-- Required task 1 --
List every line of the records that contains the string "target", matching case exactly.

--- START OF Text block ---

Mobile Gentrification

If you live in LA, you’ve witnessed the recent rise and domination of the food truck. I’m no expert on the history of food trucks, but I am aware that they didn’t start here. That Portland is screaming, disaffectedly, that they had them first. Except their food trucks had the good sense to stay put in a vacant lot and let the hipsters come to them. I also remember when food trucks were one color (industrial white), had blue-tinted skylight-vents, and were called “roach coaches.” Just to add another subtle layer of racism.

Now we’re witnessing what I’m pretty sure is the gentrification of the mobile lunch cart. All the trucks are painted with logos and designs and have acquired the quirky-yet-palatable aesthetic of half-yuppie, half-hipster. White people love these things and flock to them in droves. The prices are sometimes prohibitive. The food is fancy. Gone are the days when you could just get a sandwich or a taco and those with first dibs usually worked at a car wash. (Exaggeration, but still. The vehicles of yore were often spotted at such establishments.) Now the choices of food truck are so numerous as to make one nauseous, thus undermining their whole business model.

--- END OF Text block ---

-- Required task 2 --
Reproduce the passage on food trucks between "Mobile Gentrification" and "layer of racism.", inclusive, without changing any wording.

--- START OF The records ---

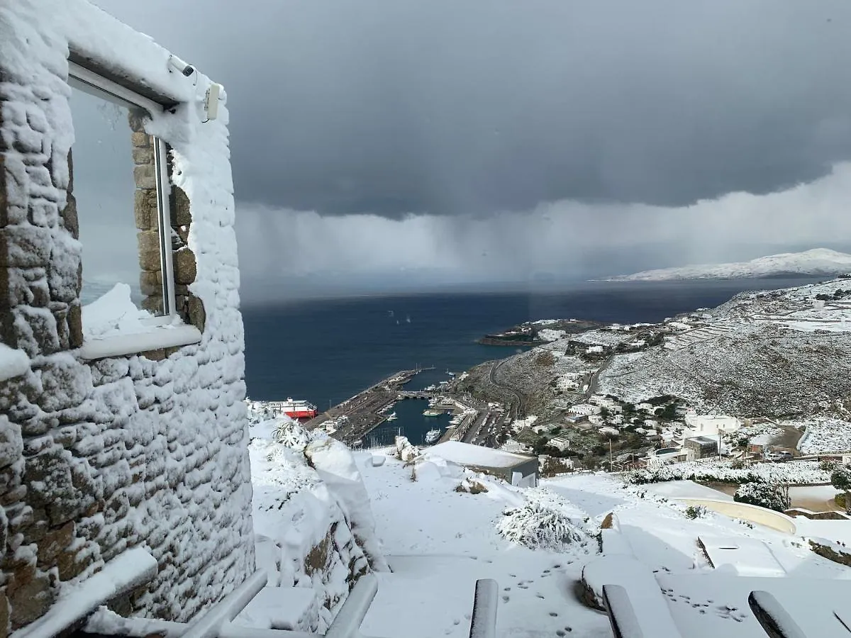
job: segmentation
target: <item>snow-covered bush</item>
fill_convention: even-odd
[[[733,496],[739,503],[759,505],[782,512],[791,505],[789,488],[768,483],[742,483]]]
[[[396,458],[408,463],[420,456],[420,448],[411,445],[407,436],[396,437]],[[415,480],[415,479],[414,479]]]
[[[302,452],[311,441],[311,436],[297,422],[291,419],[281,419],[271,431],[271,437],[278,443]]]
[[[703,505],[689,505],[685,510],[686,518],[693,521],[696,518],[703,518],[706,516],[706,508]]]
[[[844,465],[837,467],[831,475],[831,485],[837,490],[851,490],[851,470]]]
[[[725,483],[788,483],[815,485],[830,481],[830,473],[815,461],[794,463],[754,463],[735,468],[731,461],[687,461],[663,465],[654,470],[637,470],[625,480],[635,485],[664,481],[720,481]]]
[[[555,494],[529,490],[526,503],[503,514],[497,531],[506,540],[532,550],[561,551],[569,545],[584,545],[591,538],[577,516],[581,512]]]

--- END OF The records ---
--- START OF The records ---

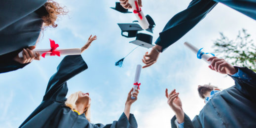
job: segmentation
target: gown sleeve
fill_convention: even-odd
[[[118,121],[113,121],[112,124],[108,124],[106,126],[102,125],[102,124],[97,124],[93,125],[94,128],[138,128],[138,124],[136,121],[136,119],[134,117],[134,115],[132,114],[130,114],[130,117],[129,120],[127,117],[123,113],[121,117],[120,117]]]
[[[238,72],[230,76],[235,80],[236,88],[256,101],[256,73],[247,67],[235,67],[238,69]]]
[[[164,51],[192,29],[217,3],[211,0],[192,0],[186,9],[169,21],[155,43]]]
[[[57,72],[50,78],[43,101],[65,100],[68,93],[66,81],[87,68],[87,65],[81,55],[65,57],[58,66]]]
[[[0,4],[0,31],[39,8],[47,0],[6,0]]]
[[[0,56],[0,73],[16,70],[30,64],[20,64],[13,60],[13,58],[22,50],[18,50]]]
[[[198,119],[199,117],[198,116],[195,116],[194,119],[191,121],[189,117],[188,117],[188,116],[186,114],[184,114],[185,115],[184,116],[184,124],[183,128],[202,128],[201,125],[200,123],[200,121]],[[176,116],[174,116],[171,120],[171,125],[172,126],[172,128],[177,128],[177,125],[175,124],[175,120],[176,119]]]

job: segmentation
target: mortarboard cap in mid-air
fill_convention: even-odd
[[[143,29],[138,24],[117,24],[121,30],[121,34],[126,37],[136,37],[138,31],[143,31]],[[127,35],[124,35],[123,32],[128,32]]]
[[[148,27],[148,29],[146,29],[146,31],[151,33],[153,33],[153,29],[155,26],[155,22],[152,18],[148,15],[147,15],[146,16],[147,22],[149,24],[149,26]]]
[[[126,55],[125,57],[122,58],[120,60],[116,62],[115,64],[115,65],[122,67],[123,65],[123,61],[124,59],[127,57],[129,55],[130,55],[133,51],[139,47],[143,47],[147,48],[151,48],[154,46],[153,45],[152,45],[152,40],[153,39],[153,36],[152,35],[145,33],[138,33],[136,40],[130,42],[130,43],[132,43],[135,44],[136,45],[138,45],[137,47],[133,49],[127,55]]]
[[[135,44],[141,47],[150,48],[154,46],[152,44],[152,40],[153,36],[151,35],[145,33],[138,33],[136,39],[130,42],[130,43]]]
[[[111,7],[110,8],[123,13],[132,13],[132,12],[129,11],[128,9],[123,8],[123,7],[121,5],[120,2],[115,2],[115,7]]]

--- END OF The records ---
--- START OF The records ---

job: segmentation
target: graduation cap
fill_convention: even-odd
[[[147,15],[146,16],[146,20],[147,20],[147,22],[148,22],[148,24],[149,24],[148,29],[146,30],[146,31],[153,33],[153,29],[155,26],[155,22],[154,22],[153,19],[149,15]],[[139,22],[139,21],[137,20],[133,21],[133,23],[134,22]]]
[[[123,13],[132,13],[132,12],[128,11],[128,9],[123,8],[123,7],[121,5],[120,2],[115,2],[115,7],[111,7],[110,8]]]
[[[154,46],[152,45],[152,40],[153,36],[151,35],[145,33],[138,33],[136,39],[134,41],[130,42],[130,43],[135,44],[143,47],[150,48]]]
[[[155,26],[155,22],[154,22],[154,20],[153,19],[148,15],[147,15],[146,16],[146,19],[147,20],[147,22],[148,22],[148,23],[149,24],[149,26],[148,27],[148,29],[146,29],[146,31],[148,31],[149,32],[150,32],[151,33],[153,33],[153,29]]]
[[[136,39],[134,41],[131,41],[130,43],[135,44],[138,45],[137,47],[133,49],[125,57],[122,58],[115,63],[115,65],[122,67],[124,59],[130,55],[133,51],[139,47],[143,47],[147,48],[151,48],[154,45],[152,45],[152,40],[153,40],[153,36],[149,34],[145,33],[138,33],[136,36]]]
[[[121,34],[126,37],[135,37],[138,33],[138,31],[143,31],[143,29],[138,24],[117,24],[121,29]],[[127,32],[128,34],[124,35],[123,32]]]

--- END OF The records ---

-- Correct output 1 --
target: <item>snow-covered bush</item>
target: gown sleeve
target: mortarboard cap in mid-air
target: graduation cap

-- Correct output 2 --
Mobile Gentrification

If you live in LA, you’ve witnessed the recent rise and domination of the food truck. I’m no expert on the history of food trucks, but I am aware that they didn’t start here. That Portland is screaming, disaffectedly, that they had them first. Except their food trucks had the good sense to stay put in a vacant lot and let the hipsters come to them. I also remember when food trucks were one color (industrial white), had blue-tinted skylight-vents, and were called “roach coaches.” Just to add another subtle layer of racism.